The problem » Omit every picture. Return all other data as it stands.

Supplied material »
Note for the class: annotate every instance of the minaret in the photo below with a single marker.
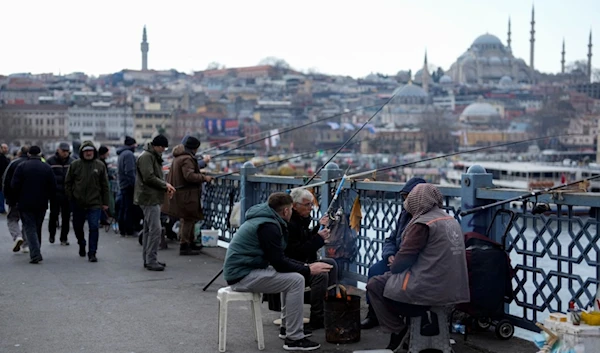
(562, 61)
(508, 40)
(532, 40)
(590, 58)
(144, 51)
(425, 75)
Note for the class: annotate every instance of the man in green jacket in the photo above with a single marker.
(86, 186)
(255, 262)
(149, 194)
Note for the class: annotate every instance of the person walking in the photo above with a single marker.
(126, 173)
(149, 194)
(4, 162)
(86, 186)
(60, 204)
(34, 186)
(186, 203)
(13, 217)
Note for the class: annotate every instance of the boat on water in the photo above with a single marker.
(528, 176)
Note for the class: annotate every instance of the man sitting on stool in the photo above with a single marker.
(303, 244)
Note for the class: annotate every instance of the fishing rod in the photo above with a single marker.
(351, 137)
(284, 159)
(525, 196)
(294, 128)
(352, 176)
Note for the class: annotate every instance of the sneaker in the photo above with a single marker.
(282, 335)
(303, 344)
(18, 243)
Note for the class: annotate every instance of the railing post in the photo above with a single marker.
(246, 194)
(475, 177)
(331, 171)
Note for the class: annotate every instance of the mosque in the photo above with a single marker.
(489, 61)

The completed task »
Note for the class: annotate every instance of the minaret in the photo below with a single marker.
(562, 61)
(508, 40)
(532, 40)
(590, 58)
(144, 51)
(425, 75)
Note for the class: annotate every instance of the man in green jacket in the photo above with a single marker.
(86, 186)
(255, 262)
(149, 194)
Note for the class: annotate every instance of the person walking in the photo above with a single marker.
(126, 173)
(149, 194)
(4, 162)
(86, 186)
(60, 204)
(34, 186)
(186, 203)
(13, 217)
Note for the class: annotate every instance of the boat on water in the photo above with a single marker.
(528, 176)
Note for the class: annotate every instance of the man sitting on stool in the photo above with a single marker.
(303, 244)
Note for the class: annotate every instance of the fishing rod in the photo above with a single marker.
(351, 137)
(284, 159)
(525, 196)
(294, 128)
(352, 176)
Note for the class: annotate every instance of the sneaker in the photo above with a single marker.
(282, 335)
(303, 344)
(18, 243)
Note for the class: annotate every instance of the railing post in the photo above with a single marker.
(246, 194)
(475, 177)
(331, 171)
Note for the class: annotate every instance of the mosque in the photo above with a single marker.
(489, 61)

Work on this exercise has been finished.